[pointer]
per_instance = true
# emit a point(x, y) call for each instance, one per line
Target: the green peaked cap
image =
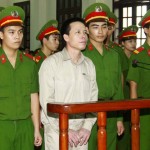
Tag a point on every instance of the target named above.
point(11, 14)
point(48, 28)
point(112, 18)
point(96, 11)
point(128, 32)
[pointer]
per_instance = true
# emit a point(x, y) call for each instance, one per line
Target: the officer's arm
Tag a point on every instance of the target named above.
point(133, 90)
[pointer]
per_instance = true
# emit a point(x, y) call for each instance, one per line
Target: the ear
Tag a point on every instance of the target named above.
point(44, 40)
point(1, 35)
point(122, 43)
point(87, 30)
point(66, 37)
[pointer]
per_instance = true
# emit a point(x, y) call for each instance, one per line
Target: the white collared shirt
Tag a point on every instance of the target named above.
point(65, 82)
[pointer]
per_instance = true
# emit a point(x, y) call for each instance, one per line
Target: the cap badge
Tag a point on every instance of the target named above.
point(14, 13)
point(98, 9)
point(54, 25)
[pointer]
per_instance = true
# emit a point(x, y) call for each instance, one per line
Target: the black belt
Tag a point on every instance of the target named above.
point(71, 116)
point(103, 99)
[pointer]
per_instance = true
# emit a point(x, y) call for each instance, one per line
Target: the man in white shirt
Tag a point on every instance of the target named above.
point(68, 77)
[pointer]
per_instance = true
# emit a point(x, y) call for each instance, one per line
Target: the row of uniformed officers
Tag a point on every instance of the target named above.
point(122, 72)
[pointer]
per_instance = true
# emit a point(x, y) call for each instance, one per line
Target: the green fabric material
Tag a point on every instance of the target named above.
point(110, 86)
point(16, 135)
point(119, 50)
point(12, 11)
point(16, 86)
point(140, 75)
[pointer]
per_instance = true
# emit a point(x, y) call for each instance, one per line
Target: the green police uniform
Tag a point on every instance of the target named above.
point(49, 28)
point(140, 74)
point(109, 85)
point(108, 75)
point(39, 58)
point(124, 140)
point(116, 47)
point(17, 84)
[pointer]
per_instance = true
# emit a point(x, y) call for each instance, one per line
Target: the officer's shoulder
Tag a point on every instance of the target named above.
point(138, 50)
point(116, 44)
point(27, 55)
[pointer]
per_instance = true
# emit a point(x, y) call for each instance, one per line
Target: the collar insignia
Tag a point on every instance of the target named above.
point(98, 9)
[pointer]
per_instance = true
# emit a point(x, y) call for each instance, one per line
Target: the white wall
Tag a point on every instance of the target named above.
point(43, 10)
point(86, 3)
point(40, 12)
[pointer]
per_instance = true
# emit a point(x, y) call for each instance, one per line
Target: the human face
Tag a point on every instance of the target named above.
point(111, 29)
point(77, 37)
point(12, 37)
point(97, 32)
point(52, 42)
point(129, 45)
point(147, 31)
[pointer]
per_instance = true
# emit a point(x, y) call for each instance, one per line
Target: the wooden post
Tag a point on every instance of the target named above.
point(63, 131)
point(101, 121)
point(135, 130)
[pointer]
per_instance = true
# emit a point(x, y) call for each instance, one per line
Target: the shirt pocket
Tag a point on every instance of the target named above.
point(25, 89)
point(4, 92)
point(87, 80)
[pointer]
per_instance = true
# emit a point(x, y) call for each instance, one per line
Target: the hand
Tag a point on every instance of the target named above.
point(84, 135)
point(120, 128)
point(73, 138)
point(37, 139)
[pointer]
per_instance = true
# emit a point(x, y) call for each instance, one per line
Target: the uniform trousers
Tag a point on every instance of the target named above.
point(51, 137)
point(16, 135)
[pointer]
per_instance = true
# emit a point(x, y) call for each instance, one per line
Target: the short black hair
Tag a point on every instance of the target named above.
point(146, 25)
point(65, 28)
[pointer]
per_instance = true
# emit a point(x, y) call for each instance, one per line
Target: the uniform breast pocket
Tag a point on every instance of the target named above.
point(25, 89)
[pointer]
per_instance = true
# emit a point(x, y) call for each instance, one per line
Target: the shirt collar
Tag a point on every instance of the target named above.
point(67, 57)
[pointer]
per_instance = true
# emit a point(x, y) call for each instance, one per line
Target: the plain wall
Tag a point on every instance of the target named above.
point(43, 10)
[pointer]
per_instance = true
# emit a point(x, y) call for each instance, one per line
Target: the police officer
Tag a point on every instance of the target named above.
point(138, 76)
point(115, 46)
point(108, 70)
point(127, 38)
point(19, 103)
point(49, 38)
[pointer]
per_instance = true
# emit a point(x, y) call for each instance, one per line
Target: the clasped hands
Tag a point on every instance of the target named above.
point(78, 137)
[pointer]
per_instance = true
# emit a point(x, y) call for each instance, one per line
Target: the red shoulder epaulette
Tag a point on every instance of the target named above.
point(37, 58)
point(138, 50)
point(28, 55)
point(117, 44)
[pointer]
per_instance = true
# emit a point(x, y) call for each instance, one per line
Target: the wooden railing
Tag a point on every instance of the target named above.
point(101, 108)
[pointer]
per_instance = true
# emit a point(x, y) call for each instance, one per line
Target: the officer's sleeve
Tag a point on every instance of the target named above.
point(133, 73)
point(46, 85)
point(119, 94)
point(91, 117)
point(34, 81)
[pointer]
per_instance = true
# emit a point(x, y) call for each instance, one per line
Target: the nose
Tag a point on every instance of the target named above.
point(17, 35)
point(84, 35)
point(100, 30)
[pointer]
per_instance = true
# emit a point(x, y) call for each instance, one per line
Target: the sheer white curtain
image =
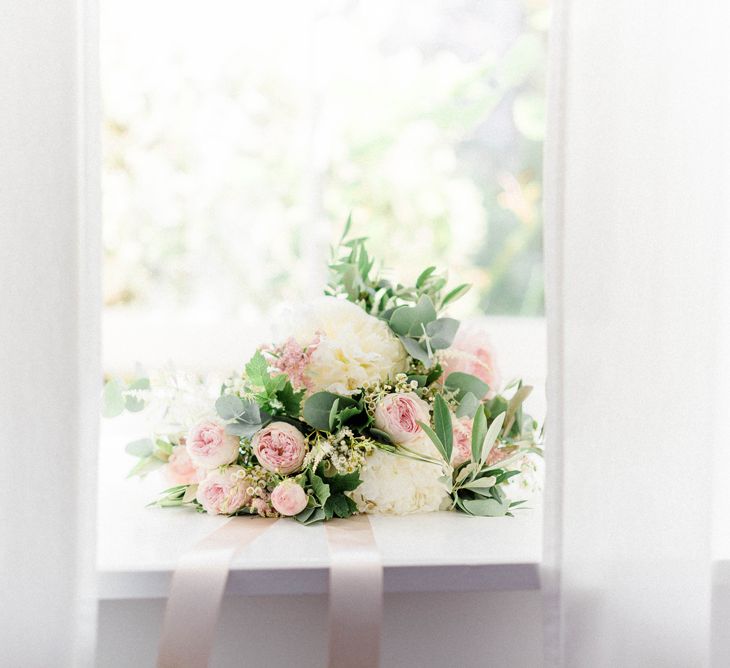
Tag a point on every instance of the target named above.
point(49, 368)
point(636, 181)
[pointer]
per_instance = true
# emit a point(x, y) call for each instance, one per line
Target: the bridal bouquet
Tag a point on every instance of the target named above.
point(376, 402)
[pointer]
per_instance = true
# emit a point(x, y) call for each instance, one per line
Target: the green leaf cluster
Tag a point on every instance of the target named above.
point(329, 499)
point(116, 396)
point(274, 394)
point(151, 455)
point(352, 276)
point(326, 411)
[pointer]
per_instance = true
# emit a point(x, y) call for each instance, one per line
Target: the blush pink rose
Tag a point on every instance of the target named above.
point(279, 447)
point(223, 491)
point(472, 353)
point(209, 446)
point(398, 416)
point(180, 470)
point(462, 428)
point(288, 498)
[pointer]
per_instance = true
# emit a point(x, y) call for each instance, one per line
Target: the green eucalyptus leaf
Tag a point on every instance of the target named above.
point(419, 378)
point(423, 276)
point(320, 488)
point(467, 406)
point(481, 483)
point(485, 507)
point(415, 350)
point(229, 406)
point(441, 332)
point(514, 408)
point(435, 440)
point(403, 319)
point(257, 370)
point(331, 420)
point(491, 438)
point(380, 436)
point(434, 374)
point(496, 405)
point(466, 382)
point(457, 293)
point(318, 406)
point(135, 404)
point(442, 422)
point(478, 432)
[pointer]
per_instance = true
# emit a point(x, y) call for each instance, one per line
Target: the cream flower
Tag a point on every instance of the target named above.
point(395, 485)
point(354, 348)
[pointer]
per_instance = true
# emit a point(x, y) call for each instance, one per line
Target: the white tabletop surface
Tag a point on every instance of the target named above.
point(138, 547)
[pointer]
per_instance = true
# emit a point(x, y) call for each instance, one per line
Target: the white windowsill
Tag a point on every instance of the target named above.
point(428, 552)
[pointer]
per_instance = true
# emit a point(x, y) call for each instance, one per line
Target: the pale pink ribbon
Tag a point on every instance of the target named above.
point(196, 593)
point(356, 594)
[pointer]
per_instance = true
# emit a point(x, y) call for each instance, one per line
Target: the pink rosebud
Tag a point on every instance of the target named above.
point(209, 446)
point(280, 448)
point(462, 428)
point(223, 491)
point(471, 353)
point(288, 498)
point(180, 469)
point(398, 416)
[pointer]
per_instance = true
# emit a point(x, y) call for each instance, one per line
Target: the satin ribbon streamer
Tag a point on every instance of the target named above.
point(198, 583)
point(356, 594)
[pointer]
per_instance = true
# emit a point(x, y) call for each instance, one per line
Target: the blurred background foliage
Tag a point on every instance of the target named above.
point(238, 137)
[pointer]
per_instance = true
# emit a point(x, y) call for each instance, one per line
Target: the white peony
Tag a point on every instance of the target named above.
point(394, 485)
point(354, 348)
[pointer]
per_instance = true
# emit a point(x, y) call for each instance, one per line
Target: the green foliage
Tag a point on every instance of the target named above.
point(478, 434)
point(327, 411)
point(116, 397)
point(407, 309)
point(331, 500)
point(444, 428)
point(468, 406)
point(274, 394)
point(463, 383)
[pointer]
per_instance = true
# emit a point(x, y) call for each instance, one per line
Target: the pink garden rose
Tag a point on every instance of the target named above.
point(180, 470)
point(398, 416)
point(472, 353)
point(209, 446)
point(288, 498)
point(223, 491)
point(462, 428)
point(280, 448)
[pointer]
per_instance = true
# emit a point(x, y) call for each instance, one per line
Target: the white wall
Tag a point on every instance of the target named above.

* * *

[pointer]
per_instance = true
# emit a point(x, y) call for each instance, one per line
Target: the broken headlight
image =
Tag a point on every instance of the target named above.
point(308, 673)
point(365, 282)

--

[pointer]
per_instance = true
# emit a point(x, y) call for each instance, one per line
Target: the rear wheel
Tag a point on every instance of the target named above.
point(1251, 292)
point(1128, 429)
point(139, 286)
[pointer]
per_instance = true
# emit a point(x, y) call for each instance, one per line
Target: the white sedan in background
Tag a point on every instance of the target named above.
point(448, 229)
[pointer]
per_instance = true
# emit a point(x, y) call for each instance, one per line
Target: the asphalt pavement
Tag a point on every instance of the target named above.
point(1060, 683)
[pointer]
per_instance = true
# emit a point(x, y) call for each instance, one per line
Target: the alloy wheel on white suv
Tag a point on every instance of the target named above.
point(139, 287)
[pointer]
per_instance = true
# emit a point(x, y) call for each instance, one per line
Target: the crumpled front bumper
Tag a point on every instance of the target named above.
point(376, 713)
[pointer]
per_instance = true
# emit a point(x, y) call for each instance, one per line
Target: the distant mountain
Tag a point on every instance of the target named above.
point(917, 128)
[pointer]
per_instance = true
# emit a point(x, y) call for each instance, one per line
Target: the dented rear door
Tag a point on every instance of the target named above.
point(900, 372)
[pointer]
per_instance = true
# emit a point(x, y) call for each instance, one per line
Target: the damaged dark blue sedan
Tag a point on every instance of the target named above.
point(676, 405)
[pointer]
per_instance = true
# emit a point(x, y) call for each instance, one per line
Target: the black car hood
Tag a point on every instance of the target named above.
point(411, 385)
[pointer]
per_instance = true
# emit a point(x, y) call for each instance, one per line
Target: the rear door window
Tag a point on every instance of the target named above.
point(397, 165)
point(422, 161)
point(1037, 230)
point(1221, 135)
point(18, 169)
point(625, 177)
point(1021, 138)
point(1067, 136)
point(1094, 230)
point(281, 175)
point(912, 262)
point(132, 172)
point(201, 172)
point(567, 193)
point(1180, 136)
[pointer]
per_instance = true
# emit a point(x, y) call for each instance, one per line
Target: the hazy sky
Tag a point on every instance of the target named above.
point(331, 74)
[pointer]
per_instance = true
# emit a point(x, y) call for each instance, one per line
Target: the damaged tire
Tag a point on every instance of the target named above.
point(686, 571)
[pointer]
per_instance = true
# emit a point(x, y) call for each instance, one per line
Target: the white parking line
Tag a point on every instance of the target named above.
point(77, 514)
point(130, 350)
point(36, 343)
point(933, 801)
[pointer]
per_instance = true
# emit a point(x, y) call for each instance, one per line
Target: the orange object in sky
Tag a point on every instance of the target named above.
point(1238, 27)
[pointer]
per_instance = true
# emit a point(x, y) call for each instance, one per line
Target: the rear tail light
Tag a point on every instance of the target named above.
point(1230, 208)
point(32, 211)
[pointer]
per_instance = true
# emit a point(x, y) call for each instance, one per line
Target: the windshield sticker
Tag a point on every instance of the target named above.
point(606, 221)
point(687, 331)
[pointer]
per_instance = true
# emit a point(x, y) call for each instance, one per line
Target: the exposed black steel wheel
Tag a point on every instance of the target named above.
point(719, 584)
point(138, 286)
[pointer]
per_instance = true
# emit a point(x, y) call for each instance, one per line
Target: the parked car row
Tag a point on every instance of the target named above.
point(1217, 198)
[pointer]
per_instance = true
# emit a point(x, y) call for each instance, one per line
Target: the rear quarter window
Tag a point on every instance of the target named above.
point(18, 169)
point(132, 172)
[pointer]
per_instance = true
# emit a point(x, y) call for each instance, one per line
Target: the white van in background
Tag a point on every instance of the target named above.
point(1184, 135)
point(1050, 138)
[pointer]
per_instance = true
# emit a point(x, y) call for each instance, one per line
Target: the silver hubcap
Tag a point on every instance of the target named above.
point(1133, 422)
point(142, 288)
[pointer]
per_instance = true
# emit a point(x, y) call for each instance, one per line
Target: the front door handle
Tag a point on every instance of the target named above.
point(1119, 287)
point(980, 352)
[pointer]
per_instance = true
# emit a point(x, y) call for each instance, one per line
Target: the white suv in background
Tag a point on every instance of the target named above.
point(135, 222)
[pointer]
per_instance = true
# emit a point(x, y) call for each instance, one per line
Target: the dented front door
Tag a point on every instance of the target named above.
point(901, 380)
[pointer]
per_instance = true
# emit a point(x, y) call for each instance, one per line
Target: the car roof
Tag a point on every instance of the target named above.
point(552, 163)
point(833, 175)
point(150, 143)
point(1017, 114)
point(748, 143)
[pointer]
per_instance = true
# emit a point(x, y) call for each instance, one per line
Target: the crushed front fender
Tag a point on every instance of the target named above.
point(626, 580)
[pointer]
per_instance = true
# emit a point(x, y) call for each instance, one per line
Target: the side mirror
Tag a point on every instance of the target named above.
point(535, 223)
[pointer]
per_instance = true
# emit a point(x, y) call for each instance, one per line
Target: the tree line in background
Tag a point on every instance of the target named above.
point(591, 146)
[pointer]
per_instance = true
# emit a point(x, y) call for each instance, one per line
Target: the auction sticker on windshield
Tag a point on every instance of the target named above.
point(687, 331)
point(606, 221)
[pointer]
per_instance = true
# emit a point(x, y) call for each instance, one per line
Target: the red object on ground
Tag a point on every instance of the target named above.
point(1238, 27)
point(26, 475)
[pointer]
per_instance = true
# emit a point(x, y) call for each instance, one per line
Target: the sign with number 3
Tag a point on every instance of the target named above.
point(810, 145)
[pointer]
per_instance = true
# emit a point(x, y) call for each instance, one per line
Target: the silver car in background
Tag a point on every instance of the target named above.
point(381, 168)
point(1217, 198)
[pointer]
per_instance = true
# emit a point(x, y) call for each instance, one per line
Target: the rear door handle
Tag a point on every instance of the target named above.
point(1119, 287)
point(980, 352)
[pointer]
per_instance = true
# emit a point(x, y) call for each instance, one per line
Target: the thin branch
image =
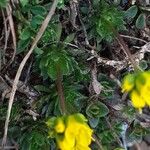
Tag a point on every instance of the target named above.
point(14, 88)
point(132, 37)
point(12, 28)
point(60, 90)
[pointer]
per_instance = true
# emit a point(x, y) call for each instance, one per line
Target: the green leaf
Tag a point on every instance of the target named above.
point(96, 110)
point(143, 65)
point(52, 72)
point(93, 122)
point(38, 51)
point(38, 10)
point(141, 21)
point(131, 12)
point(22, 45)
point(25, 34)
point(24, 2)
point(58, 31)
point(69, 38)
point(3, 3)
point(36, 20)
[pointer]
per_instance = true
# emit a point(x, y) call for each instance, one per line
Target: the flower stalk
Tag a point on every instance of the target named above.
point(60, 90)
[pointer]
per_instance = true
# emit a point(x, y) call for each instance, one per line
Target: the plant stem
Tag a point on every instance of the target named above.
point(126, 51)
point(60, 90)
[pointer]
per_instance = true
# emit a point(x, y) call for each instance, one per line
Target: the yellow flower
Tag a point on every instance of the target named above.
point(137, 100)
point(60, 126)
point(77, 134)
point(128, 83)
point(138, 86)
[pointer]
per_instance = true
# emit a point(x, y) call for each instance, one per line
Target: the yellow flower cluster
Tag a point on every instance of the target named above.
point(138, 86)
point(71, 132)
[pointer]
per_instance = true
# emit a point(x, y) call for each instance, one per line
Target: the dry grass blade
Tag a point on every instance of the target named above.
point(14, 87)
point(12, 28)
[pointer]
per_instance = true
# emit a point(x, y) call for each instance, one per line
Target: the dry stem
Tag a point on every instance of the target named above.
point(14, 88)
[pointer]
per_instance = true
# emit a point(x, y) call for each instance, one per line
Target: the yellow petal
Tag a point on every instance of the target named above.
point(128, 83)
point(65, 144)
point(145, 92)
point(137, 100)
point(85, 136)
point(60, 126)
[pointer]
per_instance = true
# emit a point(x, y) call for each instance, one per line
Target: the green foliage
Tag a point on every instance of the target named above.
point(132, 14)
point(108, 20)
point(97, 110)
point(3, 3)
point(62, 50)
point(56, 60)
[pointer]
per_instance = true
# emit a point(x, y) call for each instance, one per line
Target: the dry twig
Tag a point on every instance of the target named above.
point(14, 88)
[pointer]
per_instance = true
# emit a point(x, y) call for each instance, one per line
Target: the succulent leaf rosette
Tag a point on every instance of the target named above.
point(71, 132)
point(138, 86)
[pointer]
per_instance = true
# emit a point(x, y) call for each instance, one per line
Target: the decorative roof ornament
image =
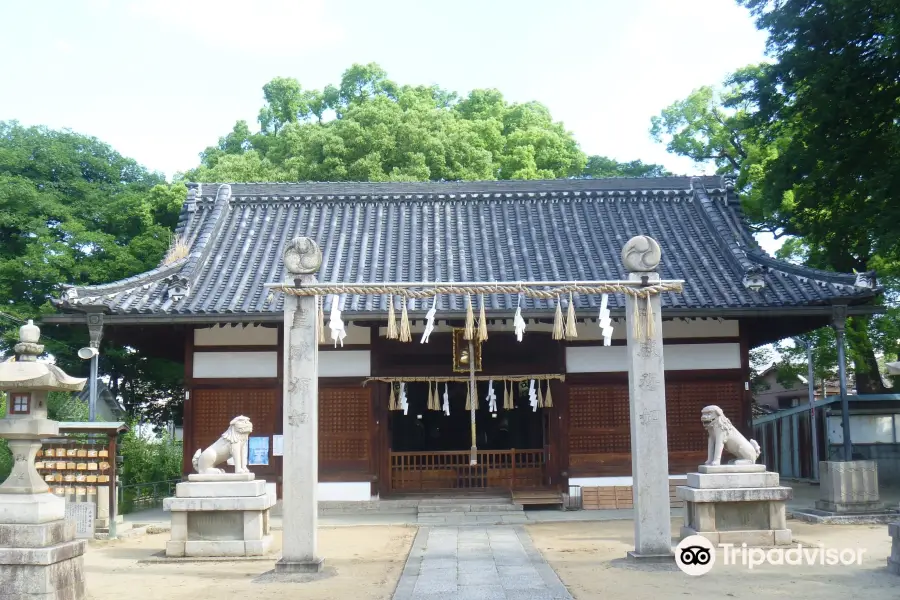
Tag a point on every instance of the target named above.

#### What to do:
List every line of the material above that contains the string "rear". Please treat case as significant.

#### Expected output:
Target: the rear wheel
Target: the dented rear door
Target: the rear door window
Target: the rear tail light
Target: the rear quarter window
Target: the rear door handle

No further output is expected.